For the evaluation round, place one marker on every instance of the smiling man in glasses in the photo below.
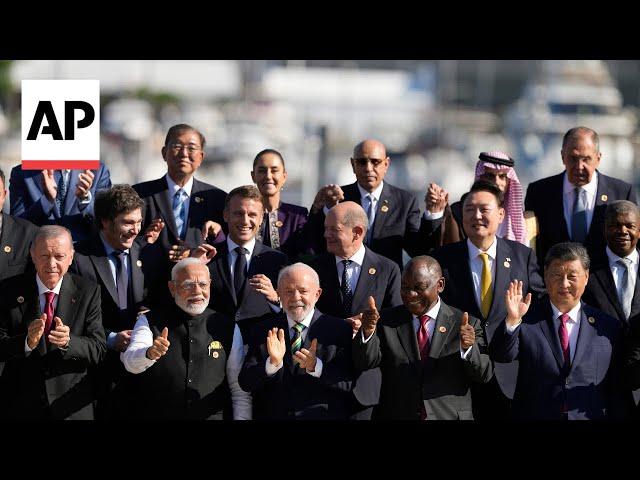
(393, 213)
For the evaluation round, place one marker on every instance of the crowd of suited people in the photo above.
(172, 299)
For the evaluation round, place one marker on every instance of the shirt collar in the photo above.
(306, 321)
(573, 313)
(613, 258)
(357, 257)
(250, 245)
(42, 287)
(475, 251)
(591, 187)
(174, 187)
(376, 193)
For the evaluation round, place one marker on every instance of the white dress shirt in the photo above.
(174, 187)
(355, 267)
(42, 289)
(618, 270)
(568, 196)
(273, 369)
(135, 361)
(476, 264)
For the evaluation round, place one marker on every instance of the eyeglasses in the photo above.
(189, 285)
(177, 147)
(363, 161)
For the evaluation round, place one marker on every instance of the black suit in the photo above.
(91, 263)
(264, 260)
(291, 393)
(545, 199)
(442, 385)
(396, 226)
(379, 278)
(15, 241)
(49, 382)
(459, 292)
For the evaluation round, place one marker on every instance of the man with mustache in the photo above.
(298, 366)
(186, 357)
(571, 205)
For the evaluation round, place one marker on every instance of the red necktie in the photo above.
(48, 310)
(564, 338)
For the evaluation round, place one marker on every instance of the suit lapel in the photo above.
(549, 330)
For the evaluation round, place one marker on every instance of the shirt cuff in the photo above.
(318, 370)
(433, 216)
(270, 369)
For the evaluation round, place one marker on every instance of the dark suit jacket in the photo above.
(395, 229)
(544, 197)
(442, 385)
(379, 278)
(15, 241)
(591, 388)
(264, 260)
(49, 382)
(28, 200)
(459, 290)
(292, 393)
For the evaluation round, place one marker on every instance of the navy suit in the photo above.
(514, 261)
(15, 241)
(379, 278)
(291, 393)
(396, 225)
(544, 198)
(591, 387)
(29, 201)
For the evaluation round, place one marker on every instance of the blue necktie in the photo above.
(179, 211)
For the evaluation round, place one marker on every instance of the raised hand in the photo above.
(152, 232)
(59, 335)
(307, 358)
(276, 346)
(160, 346)
(35, 331)
(370, 318)
(516, 307)
(467, 333)
(262, 284)
(85, 180)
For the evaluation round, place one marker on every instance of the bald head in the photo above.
(370, 163)
(345, 226)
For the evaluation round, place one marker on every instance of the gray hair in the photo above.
(289, 268)
(47, 232)
(184, 263)
(620, 207)
(567, 252)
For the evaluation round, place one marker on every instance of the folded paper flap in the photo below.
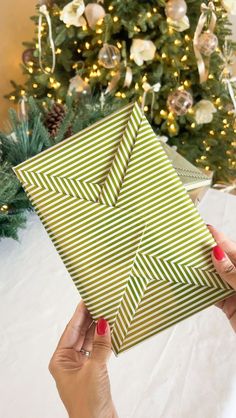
(155, 268)
(87, 155)
(113, 183)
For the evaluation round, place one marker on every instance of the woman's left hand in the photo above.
(83, 382)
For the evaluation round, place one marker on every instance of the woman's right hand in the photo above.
(224, 259)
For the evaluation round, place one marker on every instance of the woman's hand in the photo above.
(224, 259)
(83, 382)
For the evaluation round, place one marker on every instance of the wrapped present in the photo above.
(125, 227)
(195, 181)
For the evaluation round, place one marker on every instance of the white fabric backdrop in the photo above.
(188, 371)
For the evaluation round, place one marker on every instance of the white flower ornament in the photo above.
(72, 13)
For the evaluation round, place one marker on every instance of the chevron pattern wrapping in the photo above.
(123, 224)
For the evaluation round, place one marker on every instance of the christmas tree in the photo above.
(172, 56)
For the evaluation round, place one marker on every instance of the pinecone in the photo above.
(54, 118)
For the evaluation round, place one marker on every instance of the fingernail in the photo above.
(219, 254)
(101, 326)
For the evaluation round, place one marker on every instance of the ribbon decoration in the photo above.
(228, 59)
(43, 12)
(150, 89)
(203, 62)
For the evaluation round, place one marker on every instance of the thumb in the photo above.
(102, 342)
(224, 266)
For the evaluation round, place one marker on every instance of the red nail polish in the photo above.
(101, 326)
(219, 254)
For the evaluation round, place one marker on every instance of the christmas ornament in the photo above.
(207, 43)
(43, 12)
(204, 111)
(142, 50)
(179, 25)
(54, 119)
(72, 13)
(78, 85)
(228, 59)
(208, 17)
(150, 89)
(179, 102)
(93, 13)
(109, 56)
(28, 56)
(230, 6)
(176, 9)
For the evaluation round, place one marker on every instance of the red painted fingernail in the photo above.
(219, 254)
(101, 326)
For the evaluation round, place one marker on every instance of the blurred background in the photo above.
(16, 27)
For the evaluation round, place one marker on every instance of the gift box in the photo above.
(125, 227)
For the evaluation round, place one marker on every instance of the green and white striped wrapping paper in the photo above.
(123, 224)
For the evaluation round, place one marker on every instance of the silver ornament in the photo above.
(176, 9)
(207, 43)
(109, 56)
(179, 102)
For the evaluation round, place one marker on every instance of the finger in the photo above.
(226, 244)
(76, 329)
(224, 266)
(102, 342)
(88, 340)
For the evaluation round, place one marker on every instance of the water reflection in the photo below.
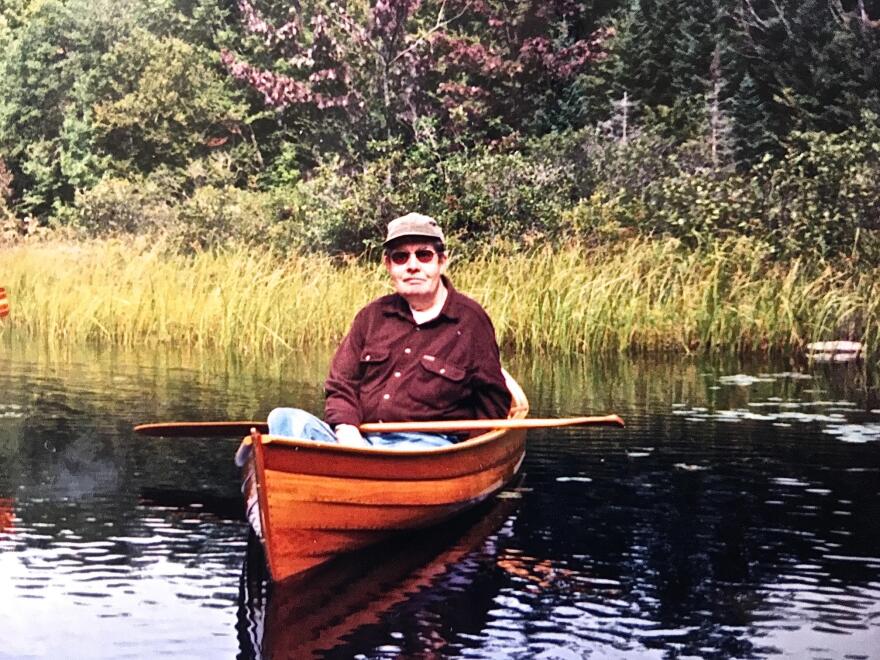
(737, 515)
(348, 598)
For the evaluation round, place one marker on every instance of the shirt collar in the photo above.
(396, 304)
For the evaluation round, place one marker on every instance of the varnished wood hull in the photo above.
(311, 501)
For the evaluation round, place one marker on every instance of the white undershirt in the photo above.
(432, 312)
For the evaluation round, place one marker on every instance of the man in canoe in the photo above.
(425, 352)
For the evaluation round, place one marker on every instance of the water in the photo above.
(737, 515)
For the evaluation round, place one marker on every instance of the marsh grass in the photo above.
(642, 295)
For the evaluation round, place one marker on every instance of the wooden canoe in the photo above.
(310, 501)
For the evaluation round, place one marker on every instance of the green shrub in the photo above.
(213, 218)
(120, 206)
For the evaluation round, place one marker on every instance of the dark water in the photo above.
(736, 516)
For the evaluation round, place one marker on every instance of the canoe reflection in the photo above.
(314, 612)
(7, 515)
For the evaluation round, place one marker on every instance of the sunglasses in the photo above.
(400, 257)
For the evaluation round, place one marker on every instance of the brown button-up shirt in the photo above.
(389, 369)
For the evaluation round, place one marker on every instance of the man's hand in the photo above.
(349, 436)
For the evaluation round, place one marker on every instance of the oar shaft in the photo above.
(454, 426)
(242, 428)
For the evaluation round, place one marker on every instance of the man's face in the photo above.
(415, 268)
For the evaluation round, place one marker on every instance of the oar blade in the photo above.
(200, 429)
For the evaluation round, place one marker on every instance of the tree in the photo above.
(482, 68)
(72, 62)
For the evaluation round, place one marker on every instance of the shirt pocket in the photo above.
(439, 382)
(373, 365)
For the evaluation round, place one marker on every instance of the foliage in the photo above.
(154, 96)
(637, 295)
(120, 206)
(480, 68)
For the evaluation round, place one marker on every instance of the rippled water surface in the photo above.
(737, 515)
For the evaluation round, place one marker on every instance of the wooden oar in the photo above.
(237, 429)
(455, 426)
(200, 429)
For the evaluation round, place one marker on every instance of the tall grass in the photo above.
(641, 295)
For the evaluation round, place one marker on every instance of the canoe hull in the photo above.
(311, 501)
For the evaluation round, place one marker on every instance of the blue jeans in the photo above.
(297, 423)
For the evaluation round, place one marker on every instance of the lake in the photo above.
(737, 516)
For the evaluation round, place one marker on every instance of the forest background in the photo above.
(735, 141)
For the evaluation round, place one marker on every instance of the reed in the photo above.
(640, 295)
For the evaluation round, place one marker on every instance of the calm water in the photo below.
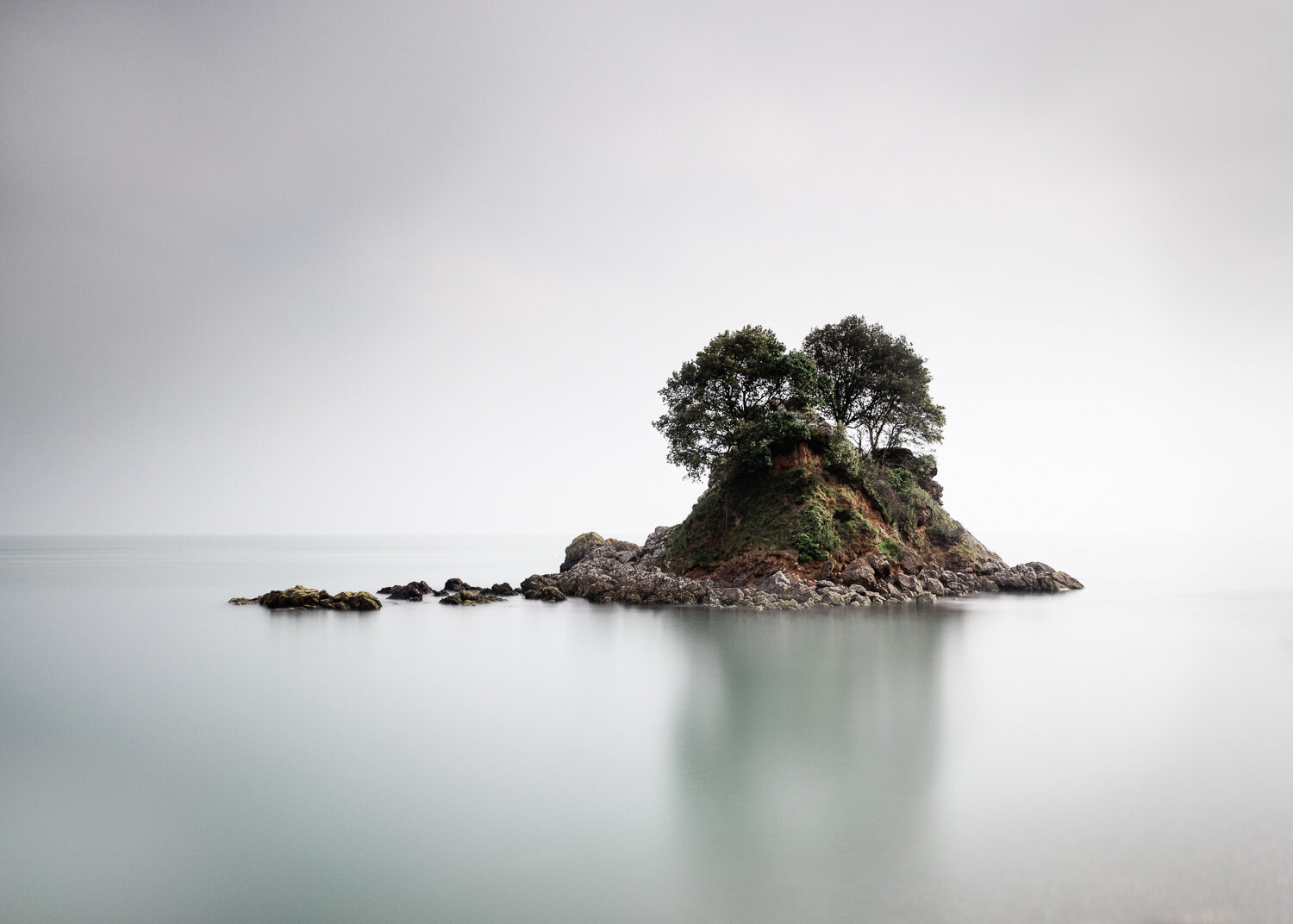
(1122, 753)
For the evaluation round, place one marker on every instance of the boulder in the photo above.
(465, 597)
(308, 598)
(548, 593)
(579, 546)
(776, 583)
(859, 571)
(654, 546)
(910, 562)
(907, 583)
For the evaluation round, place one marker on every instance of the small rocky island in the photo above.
(798, 510)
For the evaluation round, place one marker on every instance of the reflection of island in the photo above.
(806, 751)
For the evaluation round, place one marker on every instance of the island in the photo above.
(817, 491)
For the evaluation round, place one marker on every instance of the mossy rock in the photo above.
(579, 546)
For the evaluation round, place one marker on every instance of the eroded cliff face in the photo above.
(814, 520)
(812, 528)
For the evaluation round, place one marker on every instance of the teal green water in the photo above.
(1121, 753)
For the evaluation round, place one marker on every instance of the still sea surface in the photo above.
(1117, 753)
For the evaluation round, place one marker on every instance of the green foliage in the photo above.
(736, 397)
(879, 387)
(842, 458)
(744, 510)
(943, 530)
(816, 536)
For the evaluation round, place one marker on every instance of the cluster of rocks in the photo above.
(308, 598)
(605, 570)
(615, 570)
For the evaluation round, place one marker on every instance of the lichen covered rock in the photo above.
(300, 597)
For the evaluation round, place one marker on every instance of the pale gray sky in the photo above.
(422, 268)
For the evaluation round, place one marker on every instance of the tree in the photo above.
(729, 393)
(879, 387)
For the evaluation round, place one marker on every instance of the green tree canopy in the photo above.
(879, 387)
(724, 396)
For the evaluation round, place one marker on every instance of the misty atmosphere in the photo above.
(347, 295)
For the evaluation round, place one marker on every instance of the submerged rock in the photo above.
(467, 597)
(612, 570)
(414, 590)
(300, 597)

• **Written request**
Can you repeat, word for word, the entries from the line that has "green water in the photo above." through the line that has "(1117, 753)", including both of those lines?

• **Solution to this exercise**
For the evaluation round, place one marker on every instance of the teal green water in the photo above.
(1121, 753)
For the evaluation round, place one marker on every instance of the still sea surface in the photo above.
(1117, 753)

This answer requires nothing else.